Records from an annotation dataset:
= = = =

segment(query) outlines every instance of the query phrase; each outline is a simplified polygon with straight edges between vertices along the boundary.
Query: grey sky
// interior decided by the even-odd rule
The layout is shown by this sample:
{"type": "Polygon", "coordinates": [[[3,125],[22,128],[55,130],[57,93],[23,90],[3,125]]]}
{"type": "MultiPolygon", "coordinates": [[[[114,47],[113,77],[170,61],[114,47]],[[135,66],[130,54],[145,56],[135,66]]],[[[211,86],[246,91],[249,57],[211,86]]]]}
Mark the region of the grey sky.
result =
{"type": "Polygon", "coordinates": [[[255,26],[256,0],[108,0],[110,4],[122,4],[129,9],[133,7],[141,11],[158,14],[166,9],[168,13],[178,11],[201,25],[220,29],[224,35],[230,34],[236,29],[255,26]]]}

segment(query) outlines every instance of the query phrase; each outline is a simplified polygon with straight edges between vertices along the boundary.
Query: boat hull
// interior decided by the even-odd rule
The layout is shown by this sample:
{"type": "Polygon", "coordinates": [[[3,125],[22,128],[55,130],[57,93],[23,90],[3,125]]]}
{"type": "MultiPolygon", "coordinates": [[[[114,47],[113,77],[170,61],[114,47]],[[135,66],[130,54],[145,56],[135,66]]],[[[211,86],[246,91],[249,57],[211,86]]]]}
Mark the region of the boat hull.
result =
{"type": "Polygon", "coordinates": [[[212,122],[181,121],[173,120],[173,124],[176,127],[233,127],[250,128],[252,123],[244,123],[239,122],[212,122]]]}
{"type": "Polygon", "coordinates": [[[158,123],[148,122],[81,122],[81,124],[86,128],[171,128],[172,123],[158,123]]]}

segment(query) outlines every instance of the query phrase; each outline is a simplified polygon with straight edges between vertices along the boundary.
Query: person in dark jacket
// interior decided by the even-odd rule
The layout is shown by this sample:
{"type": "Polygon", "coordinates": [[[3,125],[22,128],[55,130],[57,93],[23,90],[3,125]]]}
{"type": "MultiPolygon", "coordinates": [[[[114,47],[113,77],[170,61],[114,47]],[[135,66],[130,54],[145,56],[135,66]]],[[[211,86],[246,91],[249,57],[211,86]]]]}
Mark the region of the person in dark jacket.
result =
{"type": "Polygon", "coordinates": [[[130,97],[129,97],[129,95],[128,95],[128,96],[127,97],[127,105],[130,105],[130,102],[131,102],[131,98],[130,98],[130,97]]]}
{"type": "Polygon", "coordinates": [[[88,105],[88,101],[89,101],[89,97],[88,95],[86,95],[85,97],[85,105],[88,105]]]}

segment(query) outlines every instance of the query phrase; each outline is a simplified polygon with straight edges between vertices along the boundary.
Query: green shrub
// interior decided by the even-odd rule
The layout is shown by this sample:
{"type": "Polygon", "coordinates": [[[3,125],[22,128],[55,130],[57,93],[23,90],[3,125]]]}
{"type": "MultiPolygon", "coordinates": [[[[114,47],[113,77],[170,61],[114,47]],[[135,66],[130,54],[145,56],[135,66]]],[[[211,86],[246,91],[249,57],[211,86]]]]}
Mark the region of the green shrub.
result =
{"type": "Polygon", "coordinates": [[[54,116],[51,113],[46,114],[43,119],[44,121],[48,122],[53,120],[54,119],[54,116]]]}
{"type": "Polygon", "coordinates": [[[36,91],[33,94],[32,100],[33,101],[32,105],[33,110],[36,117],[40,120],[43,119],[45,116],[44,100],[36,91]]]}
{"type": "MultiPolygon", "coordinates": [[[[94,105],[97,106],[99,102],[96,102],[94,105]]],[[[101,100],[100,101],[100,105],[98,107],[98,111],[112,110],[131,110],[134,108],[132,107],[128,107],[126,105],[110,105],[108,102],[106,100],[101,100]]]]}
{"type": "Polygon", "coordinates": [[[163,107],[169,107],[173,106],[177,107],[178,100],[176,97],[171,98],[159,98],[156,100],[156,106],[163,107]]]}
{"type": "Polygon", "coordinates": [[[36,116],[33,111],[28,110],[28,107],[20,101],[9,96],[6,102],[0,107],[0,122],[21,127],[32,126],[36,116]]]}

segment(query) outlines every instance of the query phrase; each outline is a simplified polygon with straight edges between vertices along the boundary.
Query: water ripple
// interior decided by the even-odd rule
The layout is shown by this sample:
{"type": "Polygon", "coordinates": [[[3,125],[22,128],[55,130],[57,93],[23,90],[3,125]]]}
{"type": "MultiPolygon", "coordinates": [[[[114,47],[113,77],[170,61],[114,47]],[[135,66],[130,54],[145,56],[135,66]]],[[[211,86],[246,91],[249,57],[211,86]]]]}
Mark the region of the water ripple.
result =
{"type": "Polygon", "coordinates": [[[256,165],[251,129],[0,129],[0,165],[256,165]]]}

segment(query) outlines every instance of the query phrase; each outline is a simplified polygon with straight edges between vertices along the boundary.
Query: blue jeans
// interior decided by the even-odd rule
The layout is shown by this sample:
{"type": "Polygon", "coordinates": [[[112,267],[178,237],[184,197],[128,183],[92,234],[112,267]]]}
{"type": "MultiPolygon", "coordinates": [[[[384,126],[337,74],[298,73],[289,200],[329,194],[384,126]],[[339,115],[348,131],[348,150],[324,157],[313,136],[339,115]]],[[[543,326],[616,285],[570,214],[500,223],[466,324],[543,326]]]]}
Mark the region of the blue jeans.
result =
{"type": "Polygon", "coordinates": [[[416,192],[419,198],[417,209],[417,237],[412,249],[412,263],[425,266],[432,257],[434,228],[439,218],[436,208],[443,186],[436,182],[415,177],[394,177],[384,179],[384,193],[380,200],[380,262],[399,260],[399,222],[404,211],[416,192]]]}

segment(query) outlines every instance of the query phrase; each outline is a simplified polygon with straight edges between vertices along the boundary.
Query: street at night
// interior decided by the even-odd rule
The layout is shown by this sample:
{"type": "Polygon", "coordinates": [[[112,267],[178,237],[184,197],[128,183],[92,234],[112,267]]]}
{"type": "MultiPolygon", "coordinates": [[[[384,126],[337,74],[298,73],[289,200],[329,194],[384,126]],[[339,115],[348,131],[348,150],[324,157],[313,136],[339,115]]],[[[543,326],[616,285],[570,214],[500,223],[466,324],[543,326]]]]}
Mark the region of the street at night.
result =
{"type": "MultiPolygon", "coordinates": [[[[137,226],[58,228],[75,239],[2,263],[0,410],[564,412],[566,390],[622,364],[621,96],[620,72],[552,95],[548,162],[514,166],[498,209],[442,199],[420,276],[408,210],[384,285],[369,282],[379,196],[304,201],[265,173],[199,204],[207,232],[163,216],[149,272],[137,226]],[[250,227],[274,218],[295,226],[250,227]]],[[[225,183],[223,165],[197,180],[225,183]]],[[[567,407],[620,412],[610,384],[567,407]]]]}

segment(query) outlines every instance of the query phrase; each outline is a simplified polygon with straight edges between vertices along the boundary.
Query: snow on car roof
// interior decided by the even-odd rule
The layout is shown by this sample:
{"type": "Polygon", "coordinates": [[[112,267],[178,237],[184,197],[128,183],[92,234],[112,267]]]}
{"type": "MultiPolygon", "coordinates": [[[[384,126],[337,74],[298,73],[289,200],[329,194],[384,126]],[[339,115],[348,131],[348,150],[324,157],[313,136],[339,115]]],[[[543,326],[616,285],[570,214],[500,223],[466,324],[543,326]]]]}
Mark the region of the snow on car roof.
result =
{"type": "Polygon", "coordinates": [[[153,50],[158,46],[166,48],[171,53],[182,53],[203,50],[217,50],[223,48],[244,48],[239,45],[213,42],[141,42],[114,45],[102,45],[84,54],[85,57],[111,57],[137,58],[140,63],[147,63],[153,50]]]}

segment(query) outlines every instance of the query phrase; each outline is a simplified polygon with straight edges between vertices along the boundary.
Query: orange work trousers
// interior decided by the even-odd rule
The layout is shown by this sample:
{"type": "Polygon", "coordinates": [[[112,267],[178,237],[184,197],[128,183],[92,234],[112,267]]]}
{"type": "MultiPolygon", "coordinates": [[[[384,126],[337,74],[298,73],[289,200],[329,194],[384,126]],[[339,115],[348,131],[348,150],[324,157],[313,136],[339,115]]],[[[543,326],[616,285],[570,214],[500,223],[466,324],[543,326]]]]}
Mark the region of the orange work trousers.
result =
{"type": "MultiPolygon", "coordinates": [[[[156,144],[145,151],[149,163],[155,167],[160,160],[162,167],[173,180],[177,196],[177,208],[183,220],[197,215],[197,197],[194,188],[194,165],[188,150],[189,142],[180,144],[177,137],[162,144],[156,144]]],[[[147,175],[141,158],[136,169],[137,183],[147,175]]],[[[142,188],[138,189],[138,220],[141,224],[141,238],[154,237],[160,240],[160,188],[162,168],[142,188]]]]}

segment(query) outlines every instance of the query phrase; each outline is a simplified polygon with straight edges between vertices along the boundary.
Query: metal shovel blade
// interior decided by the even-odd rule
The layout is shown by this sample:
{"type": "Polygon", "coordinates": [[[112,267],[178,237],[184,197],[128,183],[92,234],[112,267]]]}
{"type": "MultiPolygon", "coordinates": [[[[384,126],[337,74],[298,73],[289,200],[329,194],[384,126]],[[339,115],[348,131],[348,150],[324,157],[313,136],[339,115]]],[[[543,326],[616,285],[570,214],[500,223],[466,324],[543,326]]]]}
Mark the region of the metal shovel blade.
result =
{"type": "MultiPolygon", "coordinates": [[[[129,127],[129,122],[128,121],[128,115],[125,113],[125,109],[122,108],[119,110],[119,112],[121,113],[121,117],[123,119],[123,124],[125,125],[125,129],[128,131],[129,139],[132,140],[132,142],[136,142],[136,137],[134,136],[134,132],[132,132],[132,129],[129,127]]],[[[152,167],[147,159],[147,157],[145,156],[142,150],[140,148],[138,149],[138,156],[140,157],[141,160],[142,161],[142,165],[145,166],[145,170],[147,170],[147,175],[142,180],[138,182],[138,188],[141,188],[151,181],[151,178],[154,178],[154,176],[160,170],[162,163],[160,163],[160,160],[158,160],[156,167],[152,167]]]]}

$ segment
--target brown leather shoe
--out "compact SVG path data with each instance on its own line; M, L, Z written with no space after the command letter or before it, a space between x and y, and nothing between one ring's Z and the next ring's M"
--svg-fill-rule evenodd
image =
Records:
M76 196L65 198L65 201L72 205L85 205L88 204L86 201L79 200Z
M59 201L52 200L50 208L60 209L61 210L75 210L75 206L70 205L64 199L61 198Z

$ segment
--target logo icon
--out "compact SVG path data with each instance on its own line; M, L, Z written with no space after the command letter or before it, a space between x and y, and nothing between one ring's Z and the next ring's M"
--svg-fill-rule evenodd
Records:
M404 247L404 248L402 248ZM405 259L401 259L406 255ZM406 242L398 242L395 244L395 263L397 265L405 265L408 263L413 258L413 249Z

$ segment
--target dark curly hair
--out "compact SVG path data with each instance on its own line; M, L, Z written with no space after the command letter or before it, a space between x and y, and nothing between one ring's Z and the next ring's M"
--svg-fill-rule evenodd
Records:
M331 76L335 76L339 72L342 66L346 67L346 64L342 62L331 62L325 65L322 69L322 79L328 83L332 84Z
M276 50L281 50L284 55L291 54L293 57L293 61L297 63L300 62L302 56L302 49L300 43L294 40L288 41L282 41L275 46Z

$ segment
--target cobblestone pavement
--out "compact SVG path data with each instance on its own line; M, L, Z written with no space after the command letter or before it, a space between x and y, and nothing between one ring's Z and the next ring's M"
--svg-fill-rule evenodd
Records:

= = = =

Instructions to follow:
Filter the data above, copying every line that contains the word "night". Matches are case-sensitive.

Answer to this problem:
Query: street at night
Mark the region of the street at night.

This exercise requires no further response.